§ Goal of the exercise:
Rewrite all the rows below, changing each "instance" to "occurrence" and keeping everything else the same. Leave the pictures out.

§ Data entries:

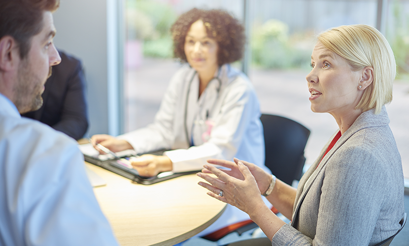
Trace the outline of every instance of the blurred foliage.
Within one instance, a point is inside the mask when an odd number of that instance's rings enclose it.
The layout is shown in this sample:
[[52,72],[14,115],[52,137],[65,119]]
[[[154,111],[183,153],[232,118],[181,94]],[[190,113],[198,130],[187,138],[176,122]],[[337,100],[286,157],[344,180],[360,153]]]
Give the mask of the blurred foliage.
[[409,14],[403,11],[398,0],[392,1],[391,8],[394,29],[388,29],[387,36],[396,61],[396,78],[409,80]]
[[152,0],[128,0],[126,6],[128,39],[142,40],[145,56],[172,57],[170,30],[177,16],[171,6]]
[[251,37],[252,62],[265,68],[309,67],[314,43],[308,36],[289,35],[288,26],[277,20],[256,23]]

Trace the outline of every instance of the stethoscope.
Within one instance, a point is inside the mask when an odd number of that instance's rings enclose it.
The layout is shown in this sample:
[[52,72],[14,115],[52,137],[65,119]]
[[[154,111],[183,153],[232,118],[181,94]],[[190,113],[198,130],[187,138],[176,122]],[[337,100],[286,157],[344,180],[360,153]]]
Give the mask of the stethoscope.
[[[217,87],[217,96],[216,98],[216,100],[214,101],[214,104],[215,104],[216,103],[216,102],[217,101],[217,99],[218,99],[219,94],[220,93],[219,92],[220,92],[220,88],[221,88],[221,87],[222,87],[222,81],[221,81],[221,80],[220,80],[220,79],[219,78],[219,76],[220,74],[221,68],[221,67],[219,68],[219,71],[217,72],[217,76],[216,77],[213,77],[210,80],[210,81],[209,81],[209,83],[207,84],[207,86],[208,86],[211,83],[211,82],[213,81],[213,80],[217,80],[217,82],[219,83],[219,86]],[[188,85],[188,87],[187,87],[187,92],[186,93],[186,102],[185,103],[185,114],[184,114],[184,126],[185,127],[185,135],[186,136],[186,141],[187,141],[187,143],[188,143],[188,144],[189,144],[189,145],[190,147],[192,147],[193,145],[192,145],[192,143],[191,143],[190,140],[189,140],[189,134],[188,134],[188,130],[187,130],[187,103],[188,103],[188,102],[189,101],[189,94],[190,93],[190,86],[192,85],[192,82],[193,81],[193,79],[195,78],[195,76],[196,76],[196,73],[197,73],[197,72],[196,71],[195,71],[195,72],[193,73],[193,75],[192,76],[192,78],[190,78],[190,80],[189,82],[189,85]],[[212,107],[211,108],[213,108],[214,107],[214,104],[213,104],[213,107]],[[199,112],[200,112],[200,111],[201,110],[199,110]],[[207,117],[208,117],[208,112],[207,112],[206,115],[206,115],[206,117],[207,118]],[[193,131],[192,131],[192,135],[193,135]]]

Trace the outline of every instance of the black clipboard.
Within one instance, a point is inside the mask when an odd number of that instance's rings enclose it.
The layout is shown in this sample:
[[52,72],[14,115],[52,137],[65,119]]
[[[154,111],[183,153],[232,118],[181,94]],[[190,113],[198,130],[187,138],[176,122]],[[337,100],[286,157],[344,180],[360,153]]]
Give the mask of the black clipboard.
[[[156,154],[157,155],[160,155],[163,154],[164,152],[166,150],[162,150],[145,154]],[[95,156],[91,156],[85,154],[83,154],[84,159],[85,161],[93,164],[96,166],[102,167],[104,169],[121,175],[122,177],[124,177],[132,180],[132,181],[141,184],[156,184],[162,181],[165,181],[165,180],[168,180],[177,177],[186,175],[188,174],[195,174],[200,171],[200,170],[196,170],[181,173],[165,172],[160,173],[158,175],[154,177],[144,177],[140,175],[136,170],[134,169],[133,168],[129,168],[123,165],[119,164],[118,162],[118,158],[114,157],[106,160],[101,160]],[[129,154],[126,156],[121,156],[121,157],[132,157],[133,156],[135,156],[135,155],[133,154]]]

§ Exercise result:
Trace the outline of every occurrence of the blurred foliage.
Within one occurrence, a point is inside the mask when an odd number of that occurrence's rings enclose it.
The layout is shown in this sample:
[[52,72],[14,115],[52,137],[65,119]]
[[[154,111],[183,153],[232,118],[181,94]],[[190,113],[198,130],[187,138],[176,122]],[[337,100],[286,157],[344,180],[360,153]]]
Give the mask of the blurred foliage.
[[409,14],[403,11],[398,0],[392,1],[391,8],[394,29],[388,29],[387,36],[396,61],[396,78],[409,80]]
[[152,0],[128,0],[126,6],[128,39],[142,40],[145,56],[172,57],[170,30],[177,16],[171,6]]
[[251,37],[252,62],[265,68],[309,67],[314,43],[308,36],[289,35],[288,26],[277,20],[256,23]]

Trace the outline of every occurrence of the stethoscope.
Within one occurrence, a point is inside the mask when an odd number of that occurrence's rings enclose it.
The layout is shown in this sample:
[[52,72],[14,115],[52,137],[65,119]]
[[[154,111],[183,153],[232,118],[181,94]],[[190,113],[198,130],[187,138],[176,122]],[[337,100],[286,157],[344,180],[360,153]]]
Give the mask of the stethoscope.
[[[217,87],[217,96],[216,98],[216,100],[214,101],[214,104],[215,104],[216,103],[216,102],[217,101],[217,99],[218,99],[219,94],[220,93],[219,92],[220,92],[220,88],[221,88],[221,87],[222,87],[222,81],[221,81],[221,80],[220,80],[220,79],[219,78],[219,76],[220,74],[221,68],[221,67],[219,68],[219,71],[217,72],[217,76],[216,77],[213,77],[210,80],[210,81],[209,81],[209,83],[207,84],[207,86],[208,86],[211,83],[211,82],[213,81],[213,80],[217,80],[217,82],[219,83],[219,86]],[[188,85],[188,87],[187,87],[187,92],[186,93],[186,102],[185,103],[185,114],[184,114],[184,126],[185,127],[185,135],[186,136],[186,141],[187,141],[187,143],[188,143],[188,144],[189,144],[189,145],[190,147],[192,147],[193,145],[192,145],[192,143],[191,143],[190,140],[189,140],[189,134],[188,134],[188,130],[187,130],[187,103],[188,103],[188,102],[189,101],[189,94],[190,93],[190,86],[192,85],[192,82],[193,81],[193,79],[195,78],[195,76],[196,76],[196,73],[197,73],[197,72],[196,71],[195,71],[195,72],[193,73],[193,75],[192,76],[192,78],[190,78],[190,80],[189,82],[189,85]],[[212,107],[211,108],[213,108],[214,107],[214,104],[213,104],[213,107]],[[199,112],[200,112],[200,111],[201,110],[199,110]],[[207,117],[208,117],[208,112],[207,112],[206,115],[206,115],[206,117],[207,118]],[[193,131],[192,131],[192,135],[193,135]]]

Trace the outline of every occurrence of the black clipboard.
Within one occurrence, a point is inside the mask when an odd number of that occurrence's rings enclose it.
The layout is shown in this sample:
[[52,72],[14,115],[52,137],[65,119]]
[[[154,111],[183,153],[232,118],[181,94]],[[190,113],[198,130],[187,138],[176,122]],[[337,100],[286,157],[344,180],[360,153]]]
Give the mask of the black clipboard.
[[[156,154],[157,155],[160,155],[163,154],[164,152],[166,150],[162,150],[145,154]],[[95,156],[91,156],[85,154],[83,154],[84,159],[85,161],[93,164],[96,166],[102,167],[104,169],[121,175],[122,177],[124,177],[132,180],[132,181],[141,184],[156,184],[162,181],[165,181],[165,180],[168,180],[177,177],[186,175],[188,174],[195,174],[200,171],[200,170],[196,170],[181,173],[165,172],[160,173],[158,175],[154,177],[144,177],[140,175],[136,170],[134,169],[133,168],[129,168],[123,165],[119,164],[118,162],[118,158],[114,157],[106,160],[101,160]],[[129,154],[126,156],[121,156],[121,157],[132,157],[133,156],[135,156],[135,155],[133,154]]]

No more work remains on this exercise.